→ **Short exercise**:
Reproduce all of the records below word for word, keeping every line unchanged.

Dataset records on object locations

[START]

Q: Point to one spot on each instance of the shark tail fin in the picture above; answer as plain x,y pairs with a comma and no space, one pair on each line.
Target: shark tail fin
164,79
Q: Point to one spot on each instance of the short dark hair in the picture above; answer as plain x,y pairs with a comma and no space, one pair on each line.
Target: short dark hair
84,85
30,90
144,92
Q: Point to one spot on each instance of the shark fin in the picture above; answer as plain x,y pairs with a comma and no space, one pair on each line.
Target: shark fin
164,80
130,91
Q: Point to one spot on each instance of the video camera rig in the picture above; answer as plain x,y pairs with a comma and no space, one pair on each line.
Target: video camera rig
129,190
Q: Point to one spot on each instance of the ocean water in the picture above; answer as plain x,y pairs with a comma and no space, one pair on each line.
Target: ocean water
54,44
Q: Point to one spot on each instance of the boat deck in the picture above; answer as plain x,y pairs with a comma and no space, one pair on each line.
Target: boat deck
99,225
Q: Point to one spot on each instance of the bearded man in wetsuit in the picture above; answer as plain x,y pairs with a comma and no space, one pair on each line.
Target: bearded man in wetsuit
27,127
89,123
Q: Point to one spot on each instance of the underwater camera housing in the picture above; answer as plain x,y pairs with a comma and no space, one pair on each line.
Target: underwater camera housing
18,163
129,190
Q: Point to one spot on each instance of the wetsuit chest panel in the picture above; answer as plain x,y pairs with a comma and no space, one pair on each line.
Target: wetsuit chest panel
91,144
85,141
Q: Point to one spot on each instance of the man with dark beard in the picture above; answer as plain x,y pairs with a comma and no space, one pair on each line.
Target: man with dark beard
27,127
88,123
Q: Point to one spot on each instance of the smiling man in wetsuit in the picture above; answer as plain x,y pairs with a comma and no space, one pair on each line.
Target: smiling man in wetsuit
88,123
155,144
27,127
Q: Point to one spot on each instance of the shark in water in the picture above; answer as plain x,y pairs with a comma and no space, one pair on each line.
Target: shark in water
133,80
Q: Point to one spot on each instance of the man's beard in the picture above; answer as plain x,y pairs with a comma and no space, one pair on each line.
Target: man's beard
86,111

[END]

→ **Response for this exercise**:
Q: Point to one spot on each instance of the shark tail fin in the picture above; answer as plain x,y pairs with a comma and no space, one pair on each line.
Target: shark tail fin
164,79
Q: Point to one spot on each instance of the short dark hair in the picture above; answer as plain x,y pairs with a comma and no space, one pair on each line.
Target: short dark hair
84,85
30,90
144,92
Q: Point to one spot on each instance of the shark fin in the picture above; answer as plain x,y pairs with a comma and no space, one pair on each line.
Target: shark fin
164,80
130,91
Q: Point to one spot on each instance of the video camera rig in the picture above; answer as plain x,y pairs with a comma and no space, one pair on each line.
Target: video camera rig
129,190
Q: Point to one spot on each instance of the ocean water in the picture above; answer as plain x,y pairs with a comma and no space, one pair on each line.
Target: ocean water
54,44
Q: Point to one spot on each instance of the boat deck in the picture above; answer as plain x,y pairs with a comma and no space, one pair on each line.
Target: boat deck
99,225
Q: Point to one spot on each instance of the bearded man in wetsuit in the picture above; answer as plain x,y pairs with a comma and no space, one pair on each line.
Target: bearded man in wetsuit
27,127
89,123
Q: Point to one spot on each instance of the underwater camera housing in the picture above; answer as plain x,y pairs with a comma and no space, one pair on each line.
Target: underwater camera housing
18,163
129,190
Q: Point to one spot on each instance of the wetsuit chest panel in the picture above; answer as plain x,y pairs with a comma and no space, one pair on each line.
Target: wetsuit chest panel
91,144
85,141
Q: Point to one spot on each instance of the man with dark beard in the picture above; answer as plain x,y pairs with a comma and no space, one pair on each line.
Target: man with dark beard
27,127
88,123
Q: Point to one spot on each instance of the smiling man in wetsuit in the picture above; answer as plain x,y pairs with a comma and no space, one pair on each line.
Target: smiling man in wetsuit
88,123
155,144
27,127
Q: Point to one spot on each instance of the shark in water in the picture above; answer as plain x,y pairs with a comma and no space, one pair on each line.
Target: shark in water
133,80
Q: Point to one spot on each instance of the man's beard in the picture above; answer as plain x,y pairs with a comma and no space, one pair on each line.
Target: man's beard
86,111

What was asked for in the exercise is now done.